- Task requirements
In the items below, change "Confirm the tag" to "Verify the tag" throughout the stretch from the line containing "QA task: the asset above is tagged with door" through the end of the items. Output that stretch alone, with everything else unchanged.

- Input
****************************************

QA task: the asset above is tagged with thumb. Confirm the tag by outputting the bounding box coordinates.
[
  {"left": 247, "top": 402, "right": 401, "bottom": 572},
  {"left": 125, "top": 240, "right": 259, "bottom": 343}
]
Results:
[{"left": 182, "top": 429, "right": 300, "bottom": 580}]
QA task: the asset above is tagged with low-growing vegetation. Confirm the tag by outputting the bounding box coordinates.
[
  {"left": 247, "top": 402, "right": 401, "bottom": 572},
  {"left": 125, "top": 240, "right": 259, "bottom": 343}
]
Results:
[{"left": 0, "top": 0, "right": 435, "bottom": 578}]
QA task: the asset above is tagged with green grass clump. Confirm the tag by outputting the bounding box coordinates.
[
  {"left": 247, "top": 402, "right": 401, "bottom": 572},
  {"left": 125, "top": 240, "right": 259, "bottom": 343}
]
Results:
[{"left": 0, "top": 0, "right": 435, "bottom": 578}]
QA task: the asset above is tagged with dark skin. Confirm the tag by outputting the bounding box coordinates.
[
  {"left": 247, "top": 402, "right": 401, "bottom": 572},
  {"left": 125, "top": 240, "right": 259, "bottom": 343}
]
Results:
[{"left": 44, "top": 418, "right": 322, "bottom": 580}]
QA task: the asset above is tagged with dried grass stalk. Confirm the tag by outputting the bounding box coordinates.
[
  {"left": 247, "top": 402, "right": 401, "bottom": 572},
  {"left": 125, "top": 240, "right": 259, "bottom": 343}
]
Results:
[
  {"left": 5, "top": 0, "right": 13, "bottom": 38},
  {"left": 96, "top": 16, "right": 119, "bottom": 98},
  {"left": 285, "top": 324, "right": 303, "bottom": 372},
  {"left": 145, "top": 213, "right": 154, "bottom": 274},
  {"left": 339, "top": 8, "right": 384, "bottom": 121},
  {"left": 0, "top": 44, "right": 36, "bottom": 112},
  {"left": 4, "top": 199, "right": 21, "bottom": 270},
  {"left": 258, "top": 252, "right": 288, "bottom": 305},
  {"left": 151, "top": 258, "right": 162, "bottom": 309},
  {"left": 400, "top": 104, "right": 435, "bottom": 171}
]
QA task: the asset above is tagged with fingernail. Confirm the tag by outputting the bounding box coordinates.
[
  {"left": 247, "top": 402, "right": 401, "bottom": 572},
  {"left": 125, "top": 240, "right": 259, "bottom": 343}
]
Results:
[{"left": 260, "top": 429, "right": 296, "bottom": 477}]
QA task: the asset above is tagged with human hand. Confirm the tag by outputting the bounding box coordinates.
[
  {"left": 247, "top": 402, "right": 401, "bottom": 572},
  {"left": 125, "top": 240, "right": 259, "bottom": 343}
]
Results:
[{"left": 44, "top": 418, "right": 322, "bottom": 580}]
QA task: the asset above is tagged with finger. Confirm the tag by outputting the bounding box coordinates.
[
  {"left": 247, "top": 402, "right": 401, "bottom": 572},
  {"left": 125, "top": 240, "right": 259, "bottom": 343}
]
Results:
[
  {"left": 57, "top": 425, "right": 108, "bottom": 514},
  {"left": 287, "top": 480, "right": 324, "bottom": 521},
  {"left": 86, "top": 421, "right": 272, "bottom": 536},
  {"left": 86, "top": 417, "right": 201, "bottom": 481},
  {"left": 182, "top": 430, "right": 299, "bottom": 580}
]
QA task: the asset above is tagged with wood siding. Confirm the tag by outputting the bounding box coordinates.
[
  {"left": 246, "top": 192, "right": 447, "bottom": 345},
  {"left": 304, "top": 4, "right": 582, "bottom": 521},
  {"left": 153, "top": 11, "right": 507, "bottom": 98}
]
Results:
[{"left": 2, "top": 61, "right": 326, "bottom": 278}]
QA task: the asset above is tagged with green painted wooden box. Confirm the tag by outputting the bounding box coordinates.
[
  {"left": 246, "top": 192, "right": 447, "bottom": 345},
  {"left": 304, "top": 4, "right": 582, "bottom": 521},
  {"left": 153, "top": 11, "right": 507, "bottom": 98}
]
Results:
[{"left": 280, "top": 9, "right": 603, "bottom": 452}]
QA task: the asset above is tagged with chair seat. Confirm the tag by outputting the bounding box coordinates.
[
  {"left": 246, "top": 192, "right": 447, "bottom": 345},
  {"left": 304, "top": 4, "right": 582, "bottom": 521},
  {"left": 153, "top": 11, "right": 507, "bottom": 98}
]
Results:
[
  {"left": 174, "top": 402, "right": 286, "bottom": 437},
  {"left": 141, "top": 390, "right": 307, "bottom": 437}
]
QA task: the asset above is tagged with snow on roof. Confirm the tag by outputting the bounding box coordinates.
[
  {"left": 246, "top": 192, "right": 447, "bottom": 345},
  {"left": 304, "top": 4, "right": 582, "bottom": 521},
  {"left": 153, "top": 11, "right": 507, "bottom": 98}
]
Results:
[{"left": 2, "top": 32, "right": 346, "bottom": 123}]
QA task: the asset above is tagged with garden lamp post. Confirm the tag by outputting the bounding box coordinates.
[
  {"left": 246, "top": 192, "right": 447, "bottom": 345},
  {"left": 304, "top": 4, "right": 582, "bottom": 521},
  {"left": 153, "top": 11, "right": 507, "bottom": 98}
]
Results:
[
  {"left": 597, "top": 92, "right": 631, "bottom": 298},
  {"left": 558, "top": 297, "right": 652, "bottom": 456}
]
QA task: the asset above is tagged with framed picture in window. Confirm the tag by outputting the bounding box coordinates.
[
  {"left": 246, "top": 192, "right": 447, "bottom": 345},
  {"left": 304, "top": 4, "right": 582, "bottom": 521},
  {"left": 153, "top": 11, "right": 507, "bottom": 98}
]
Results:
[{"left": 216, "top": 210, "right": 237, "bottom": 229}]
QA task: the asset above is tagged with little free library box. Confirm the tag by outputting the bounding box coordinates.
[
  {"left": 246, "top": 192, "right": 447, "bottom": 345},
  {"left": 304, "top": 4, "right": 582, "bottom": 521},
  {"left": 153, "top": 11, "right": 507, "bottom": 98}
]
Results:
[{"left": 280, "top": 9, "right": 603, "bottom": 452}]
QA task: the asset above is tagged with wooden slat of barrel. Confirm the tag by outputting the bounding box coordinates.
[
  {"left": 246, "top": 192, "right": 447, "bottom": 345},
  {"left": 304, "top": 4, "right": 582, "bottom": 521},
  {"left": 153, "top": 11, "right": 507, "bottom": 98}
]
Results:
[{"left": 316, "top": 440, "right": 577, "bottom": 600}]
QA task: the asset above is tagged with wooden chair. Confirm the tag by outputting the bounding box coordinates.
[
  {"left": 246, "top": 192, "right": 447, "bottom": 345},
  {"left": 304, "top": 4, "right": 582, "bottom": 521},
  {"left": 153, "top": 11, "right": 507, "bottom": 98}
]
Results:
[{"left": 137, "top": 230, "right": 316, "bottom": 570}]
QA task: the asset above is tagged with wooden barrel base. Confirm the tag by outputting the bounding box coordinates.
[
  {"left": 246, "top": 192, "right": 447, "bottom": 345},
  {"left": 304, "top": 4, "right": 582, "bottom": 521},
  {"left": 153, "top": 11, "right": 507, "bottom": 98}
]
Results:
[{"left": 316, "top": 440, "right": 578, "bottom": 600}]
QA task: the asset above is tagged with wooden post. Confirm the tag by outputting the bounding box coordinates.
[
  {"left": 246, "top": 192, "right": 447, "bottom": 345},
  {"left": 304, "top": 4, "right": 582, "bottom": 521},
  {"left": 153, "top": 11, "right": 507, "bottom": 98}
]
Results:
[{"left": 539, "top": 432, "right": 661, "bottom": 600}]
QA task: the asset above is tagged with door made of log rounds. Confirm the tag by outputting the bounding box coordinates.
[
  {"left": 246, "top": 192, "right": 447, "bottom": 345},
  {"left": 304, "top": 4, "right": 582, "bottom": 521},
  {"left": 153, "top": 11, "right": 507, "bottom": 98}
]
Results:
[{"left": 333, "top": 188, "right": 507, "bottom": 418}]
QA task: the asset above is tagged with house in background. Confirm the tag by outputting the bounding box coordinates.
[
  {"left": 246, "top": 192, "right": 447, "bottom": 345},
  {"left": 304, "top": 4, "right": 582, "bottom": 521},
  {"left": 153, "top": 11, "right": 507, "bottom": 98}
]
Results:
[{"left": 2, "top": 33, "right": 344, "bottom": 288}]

****************************************

- Correct response
QA task: the asset above is tagged with door made of log rounds. Verify the tag by outputting the bounding box coordinates.
[
  {"left": 246, "top": 192, "right": 447, "bottom": 345},
  {"left": 304, "top": 4, "right": 582, "bottom": 521},
  {"left": 153, "top": 11, "right": 507, "bottom": 98}
]
Results:
[{"left": 333, "top": 188, "right": 507, "bottom": 418}]
QA task: the asset above is tagged with house in background. Verify the tag by outputting the bounding box coordinates.
[
  {"left": 246, "top": 192, "right": 447, "bottom": 345},
  {"left": 304, "top": 4, "right": 582, "bottom": 521},
  {"left": 153, "top": 11, "right": 507, "bottom": 98}
]
Results:
[{"left": 2, "top": 33, "right": 344, "bottom": 288}]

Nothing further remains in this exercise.